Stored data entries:

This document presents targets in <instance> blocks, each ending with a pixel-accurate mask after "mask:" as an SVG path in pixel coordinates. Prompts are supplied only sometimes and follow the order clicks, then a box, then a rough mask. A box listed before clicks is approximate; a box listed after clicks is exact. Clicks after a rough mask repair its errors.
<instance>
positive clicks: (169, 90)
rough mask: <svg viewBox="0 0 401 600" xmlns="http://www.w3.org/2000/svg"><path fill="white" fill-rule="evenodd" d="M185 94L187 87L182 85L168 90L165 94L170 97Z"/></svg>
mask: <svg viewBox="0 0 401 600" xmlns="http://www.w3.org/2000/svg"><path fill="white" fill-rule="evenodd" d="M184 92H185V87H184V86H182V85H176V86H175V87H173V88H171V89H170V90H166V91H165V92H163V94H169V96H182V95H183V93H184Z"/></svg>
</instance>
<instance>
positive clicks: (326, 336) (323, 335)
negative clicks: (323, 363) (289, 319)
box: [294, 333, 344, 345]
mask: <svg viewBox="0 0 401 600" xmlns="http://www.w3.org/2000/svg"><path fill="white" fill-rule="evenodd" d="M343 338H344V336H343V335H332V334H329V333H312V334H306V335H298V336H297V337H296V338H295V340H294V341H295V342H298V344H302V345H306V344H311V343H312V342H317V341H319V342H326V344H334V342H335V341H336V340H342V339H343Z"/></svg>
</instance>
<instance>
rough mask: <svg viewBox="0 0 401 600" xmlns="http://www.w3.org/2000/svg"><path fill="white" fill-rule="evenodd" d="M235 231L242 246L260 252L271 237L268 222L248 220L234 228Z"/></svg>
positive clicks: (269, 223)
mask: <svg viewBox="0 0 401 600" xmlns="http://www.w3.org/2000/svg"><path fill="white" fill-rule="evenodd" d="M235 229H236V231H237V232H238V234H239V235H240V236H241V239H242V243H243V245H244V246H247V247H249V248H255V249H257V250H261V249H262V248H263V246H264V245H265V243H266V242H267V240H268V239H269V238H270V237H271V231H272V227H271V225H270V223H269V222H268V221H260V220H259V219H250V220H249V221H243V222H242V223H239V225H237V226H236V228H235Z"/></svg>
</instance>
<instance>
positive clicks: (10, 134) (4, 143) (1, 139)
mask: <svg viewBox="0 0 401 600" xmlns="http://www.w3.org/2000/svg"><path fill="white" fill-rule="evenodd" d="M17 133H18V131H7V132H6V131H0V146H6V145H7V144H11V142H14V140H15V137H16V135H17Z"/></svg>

:: What is required ::
Every record, start to finish: reproduce it word for word.

:: Exercise response ::
This document presents targets in <instance> blocks, each ending with a pixel-accurate mask after "mask:" as an SVG path in pixel coordinates. Prompts are supplied only sometimes and follow the order clicks, then a box, then a rough mask. A box listed before clicks is approximate; a box listed after clicks is exact. Clicks after a rough mask repair its errors.
<instance>
positive clicks: (169, 90)
rough mask: <svg viewBox="0 0 401 600" xmlns="http://www.w3.org/2000/svg"><path fill="white" fill-rule="evenodd" d="M185 94L187 87L182 85L168 90L165 94L170 97Z"/></svg>
mask: <svg viewBox="0 0 401 600" xmlns="http://www.w3.org/2000/svg"><path fill="white" fill-rule="evenodd" d="M184 92H185V87H184V86H182V85H176V86H175V87H173V88H171V89H170V90H166V91H165V92H163V94H169V96H182V95H183V93H184Z"/></svg>
</instance>
<instance>
positive clicks: (326, 336) (323, 335)
negative clicks: (323, 363) (289, 319)
box: [294, 333, 344, 345]
mask: <svg viewBox="0 0 401 600" xmlns="http://www.w3.org/2000/svg"><path fill="white" fill-rule="evenodd" d="M343 338H344V336H343V335H332V334H329V333H312V334H306V335H298V336H297V337H296V338H295V340H294V341H295V342H298V344H302V345H306V344H311V343H312V342H317V341H319V342H326V344H334V342H335V341H336V340H342V339H343Z"/></svg>
</instance>
<instance>
rough mask: <svg viewBox="0 0 401 600" xmlns="http://www.w3.org/2000/svg"><path fill="white" fill-rule="evenodd" d="M235 231L242 246L260 252L271 237L268 222L248 220L234 228Z"/></svg>
positive clicks: (269, 223)
mask: <svg viewBox="0 0 401 600" xmlns="http://www.w3.org/2000/svg"><path fill="white" fill-rule="evenodd" d="M235 229H236V231H237V232H238V234H239V235H240V236H241V239H242V243H243V245H244V246H247V247H249V248H255V249H257V250H261V249H262V248H263V246H264V245H265V243H266V242H267V240H268V239H269V238H270V237H271V231H272V227H271V225H270V223H269V222H268V221H260V220H259V219H250V220H249V221H243V222H242V223H239V225H237V226H236V228H235Z"/></svg>
</instance>
<instance>
positive clicks: (10, 134) (4, 143) (1, 139)
mask: <svg viewBox="0 0 401 600" xmlns="http://www.w3.org/2000/svg"><path fill="white" fill-rule="evenodd" d="M17 133H18V131H7V132H6V131H0V146H6V145H7V144H11V142H14V140H15V137H16V135H17Z"/></svg>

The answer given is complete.